***** AVAILABLE RECORDS

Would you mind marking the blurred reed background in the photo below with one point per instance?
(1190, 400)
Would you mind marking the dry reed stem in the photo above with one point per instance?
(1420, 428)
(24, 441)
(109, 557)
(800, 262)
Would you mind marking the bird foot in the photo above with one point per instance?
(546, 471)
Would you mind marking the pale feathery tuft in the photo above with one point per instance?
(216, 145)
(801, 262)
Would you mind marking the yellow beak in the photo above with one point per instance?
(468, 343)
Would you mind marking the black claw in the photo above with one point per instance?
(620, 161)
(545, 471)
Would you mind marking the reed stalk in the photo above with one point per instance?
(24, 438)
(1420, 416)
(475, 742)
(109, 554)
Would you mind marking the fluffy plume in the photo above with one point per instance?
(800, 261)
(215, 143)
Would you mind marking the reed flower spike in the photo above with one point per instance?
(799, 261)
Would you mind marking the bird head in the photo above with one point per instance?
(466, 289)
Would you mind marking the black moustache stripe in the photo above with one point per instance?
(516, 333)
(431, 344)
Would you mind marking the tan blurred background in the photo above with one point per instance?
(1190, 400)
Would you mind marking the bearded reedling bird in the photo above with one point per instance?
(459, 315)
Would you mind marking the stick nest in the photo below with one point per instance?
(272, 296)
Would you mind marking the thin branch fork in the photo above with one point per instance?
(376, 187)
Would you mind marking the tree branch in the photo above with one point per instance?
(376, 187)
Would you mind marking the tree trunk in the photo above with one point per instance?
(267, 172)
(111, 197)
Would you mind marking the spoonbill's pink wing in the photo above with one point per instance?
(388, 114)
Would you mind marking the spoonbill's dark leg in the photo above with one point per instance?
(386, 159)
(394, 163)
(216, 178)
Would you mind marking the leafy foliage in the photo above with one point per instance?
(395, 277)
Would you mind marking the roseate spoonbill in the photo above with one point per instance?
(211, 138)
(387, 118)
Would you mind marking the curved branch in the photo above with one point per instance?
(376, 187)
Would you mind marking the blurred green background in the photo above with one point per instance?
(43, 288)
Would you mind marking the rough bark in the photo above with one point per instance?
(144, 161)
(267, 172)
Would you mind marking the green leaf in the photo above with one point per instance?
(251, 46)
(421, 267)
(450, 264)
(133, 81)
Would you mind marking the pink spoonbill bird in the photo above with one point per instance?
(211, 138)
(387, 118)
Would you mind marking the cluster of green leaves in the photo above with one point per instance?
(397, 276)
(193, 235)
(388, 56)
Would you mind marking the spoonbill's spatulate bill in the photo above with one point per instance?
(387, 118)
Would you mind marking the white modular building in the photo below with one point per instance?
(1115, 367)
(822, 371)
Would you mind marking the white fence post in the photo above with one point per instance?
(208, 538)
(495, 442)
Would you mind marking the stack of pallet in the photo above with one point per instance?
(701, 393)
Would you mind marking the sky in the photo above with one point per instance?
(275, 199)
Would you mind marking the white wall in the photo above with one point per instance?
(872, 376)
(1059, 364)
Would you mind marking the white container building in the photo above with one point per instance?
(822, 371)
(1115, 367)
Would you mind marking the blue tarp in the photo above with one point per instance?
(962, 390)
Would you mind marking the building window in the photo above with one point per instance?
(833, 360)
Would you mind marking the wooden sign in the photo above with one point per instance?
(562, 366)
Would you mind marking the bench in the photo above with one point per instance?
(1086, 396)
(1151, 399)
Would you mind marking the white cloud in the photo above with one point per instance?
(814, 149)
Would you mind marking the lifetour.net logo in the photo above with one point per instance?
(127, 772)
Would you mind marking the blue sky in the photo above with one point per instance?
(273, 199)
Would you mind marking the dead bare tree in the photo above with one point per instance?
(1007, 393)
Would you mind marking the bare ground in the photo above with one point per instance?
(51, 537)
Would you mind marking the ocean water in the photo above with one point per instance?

**********

**TASK DETAILS**
Copy out each record from above, exactly.

**SOLUTION FOR THIS EXERCISE**
Would you mind marking the blurred reed background in the photo below with one point per instance?
(1190, 400)
Would you mind marking the dry reed stem in the photo above with one point per instance?
(1420, 428)
(24, 441)
(109, 557)
(800, 262)
Would you mind marking the bird foot in the photo above with one point per instance?
(546, 471)
Would you mind marking the pale feathery tuft in the photo above with one point per instance?
(216, 145)
(801, 262)
Would you mind marking the yellow beak in the photo above with one point per instance?
(468, 343)
Would you mind marking the black claw in the photo above with one point per instance?
(620, 161)
(545, 471)
Would you mind marking the reed stalk in the photo above with one point per instance?
(24, 438)
(1420, 416)
(475, 742)
(109, 554)
Would you mind marking the fluffy plume in the photo above with one point per instance?
(800, 261)
(215, 143)
Would you mind marking the reed flower spike in the photo above with one point per instance?
(799, 261)
Would you mind marking the bird head in the photo above with one point per instance?
(466, 289)
Would you mind marking the black moustache stripe in the photo above with one point per instance?
(516, 333)
(431, 344)
Would you mind marking the tan blurred background in the photo above with one point per instance?
(1190, 400)
Would you mind marking the bearded reedling bird in the photo above with one point per instance?
(459, 315)
Would you mind marking the stick nest in the photo below with one point per instance?
(272, 296)
Would you mind marking the thin branch fork in the photo above with one point per instance?
(376, 187)
Would you mind marking the tree branch in the photo above with one point per instance?
(376, 187)
Would you mind marking the tree trunk in the photo above with one point per instance?
(267, 172)
(111, 197)
Would you mind marking the spoonbill's pink wing in the photo above with one point per instance?
(388, 114)
Would you mind marking the spoonbill's dark leg in the photo above with one point per instance?
(386, 159)
(394, 163)
(216, 178)
Would you mind marking the leafy foliage in the photo above with one point per instance?
(395, 277)
Would you mind marking the roseate spoonbill in the photo above with one point per instance?
(211, 138)
(387, 118)
Would you mind marking the curved branch in the photo above with one point per instance?
(376, 187)
Would you mind marking the blurred green background in the photo above with one point per instance?
(43, 288)
Would you mind marking the rough bark in the photo above with one point per instance?
(144, 161)
(267, 172)
Would you mind marking the green leaf in the photo above with one point per instance?
(251, 46)
(421, 267)
(450, 264)
(133, 81)
Would you mind marking the pink spoonbill bird in the photo above with one point per instance?
(211, 138)
(387, 118)
Would you mind marking the cluster of green leaves in the photo above with one point per instance?
(397, 276)
(193, 235)
(388, 56)
Would you mind marking the spoonbill's spatulate bill in the photo above with one point per instance?
(387, 118)
Would you mind marking the white modular building in the photo below with one point per instance?
(1115, 367)
(822, 371)
Would you mind marking the white fence post in the photo above with one point per instance?
(208, 538)
(495, 442)
Would you mind marking the stack of pallet in the photo above with one point per instance?
(701, 393)
Would you mind marking the sky in the photo above with one point per instance?
(275, 199)
Would you mind marking the white wall in the photo above with one point per instance?
(872, 376)
(1059, 364)
Would you mind marking the white container building in the photo above with one point per instance?
(822, 371)
(1115, 367)
Would you mind marking the blue tarp in the photo above with one point per instance?
(962, 390)
Would you mind marking the building window in the photo above with one point per instance?
(833, 360)
Would you mind marking the wooden sign in the photo above with one point per instance?
(562, 366)
Would you mind marking the bench in the photo above with one point per instance?
(1086, 396)
(1151, 399)
Would you mind marking the white cloud in the photo above with one point per instance?
(814, 149)
Would you mind marking the lifetour.net logo in the photo above with one point per instance?
(127, 772)
Would you mind marking the blue sky in the photo above with one point per instance?
(273, 199)
Would you mind marking the dead bare tree in the photo above with one point per instance?
(1007, 393)
Would you mind marking the bare ground in the photo above with one point per instance?
(51, 537)
Would you mind marking the ocean water in the photo above with one point per instance?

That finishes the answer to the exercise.